# [REQUIRED WORK]
Whichever lines of the material contain "dark", copy each of them.

# [INFORMATION SHOWN]

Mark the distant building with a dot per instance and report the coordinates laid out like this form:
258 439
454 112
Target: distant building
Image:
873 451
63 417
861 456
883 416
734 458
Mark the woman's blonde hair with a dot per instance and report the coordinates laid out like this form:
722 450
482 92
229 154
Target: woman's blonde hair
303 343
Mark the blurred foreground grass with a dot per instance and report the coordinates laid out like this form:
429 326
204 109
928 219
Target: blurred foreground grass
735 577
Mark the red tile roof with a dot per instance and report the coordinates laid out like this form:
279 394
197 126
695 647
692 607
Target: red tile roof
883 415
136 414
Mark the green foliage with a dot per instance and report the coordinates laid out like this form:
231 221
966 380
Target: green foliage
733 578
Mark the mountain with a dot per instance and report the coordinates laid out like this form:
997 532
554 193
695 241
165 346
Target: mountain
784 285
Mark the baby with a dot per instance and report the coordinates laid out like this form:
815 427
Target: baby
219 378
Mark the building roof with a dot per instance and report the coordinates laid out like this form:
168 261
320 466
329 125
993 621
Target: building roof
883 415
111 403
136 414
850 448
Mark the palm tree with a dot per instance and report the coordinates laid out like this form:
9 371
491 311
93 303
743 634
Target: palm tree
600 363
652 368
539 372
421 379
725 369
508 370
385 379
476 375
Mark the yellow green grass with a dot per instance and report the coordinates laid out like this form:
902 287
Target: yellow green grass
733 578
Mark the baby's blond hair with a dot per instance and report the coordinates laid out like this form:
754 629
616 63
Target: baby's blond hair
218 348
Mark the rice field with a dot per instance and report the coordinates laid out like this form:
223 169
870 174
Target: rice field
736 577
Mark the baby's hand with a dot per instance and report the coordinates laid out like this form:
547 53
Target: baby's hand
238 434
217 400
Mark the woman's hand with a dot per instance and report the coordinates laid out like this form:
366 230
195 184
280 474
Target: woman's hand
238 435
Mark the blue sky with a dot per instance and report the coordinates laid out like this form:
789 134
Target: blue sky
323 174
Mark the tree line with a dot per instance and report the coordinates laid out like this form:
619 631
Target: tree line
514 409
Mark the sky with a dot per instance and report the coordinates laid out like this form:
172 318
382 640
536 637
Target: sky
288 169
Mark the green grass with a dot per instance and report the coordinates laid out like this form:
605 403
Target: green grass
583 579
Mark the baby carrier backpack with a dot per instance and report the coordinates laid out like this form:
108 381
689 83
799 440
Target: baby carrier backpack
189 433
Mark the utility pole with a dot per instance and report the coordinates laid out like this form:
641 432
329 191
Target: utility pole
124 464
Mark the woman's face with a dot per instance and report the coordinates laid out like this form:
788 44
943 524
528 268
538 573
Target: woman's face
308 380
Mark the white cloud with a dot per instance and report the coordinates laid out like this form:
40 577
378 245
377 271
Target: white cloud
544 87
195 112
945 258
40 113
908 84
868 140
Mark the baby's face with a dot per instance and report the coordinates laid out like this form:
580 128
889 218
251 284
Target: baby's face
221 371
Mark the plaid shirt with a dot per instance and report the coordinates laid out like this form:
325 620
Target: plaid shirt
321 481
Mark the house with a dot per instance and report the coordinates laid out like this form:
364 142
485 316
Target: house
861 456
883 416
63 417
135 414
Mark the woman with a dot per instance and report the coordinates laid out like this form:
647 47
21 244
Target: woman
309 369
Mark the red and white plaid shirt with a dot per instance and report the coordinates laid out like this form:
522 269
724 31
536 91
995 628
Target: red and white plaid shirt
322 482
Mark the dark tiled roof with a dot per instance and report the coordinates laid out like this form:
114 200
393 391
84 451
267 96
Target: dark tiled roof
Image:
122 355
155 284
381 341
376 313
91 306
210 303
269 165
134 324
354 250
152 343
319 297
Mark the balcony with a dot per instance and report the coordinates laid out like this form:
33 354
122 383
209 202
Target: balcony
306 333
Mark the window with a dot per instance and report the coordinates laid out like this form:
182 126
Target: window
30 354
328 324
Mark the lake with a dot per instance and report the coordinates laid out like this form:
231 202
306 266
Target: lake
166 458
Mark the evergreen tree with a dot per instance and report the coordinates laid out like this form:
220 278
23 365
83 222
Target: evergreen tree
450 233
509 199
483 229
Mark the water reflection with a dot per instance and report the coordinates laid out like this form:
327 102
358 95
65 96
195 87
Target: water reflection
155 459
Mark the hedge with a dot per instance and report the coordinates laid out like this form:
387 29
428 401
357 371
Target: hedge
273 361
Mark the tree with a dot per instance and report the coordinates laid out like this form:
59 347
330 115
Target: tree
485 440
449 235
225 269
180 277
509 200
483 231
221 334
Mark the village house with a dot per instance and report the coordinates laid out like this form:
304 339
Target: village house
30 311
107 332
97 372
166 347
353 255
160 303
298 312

# [RESPONSE AREA]
Mark the dark tiled roof with a dot per instance and report the coordinates laid out like this form:
Target: dark tiled roof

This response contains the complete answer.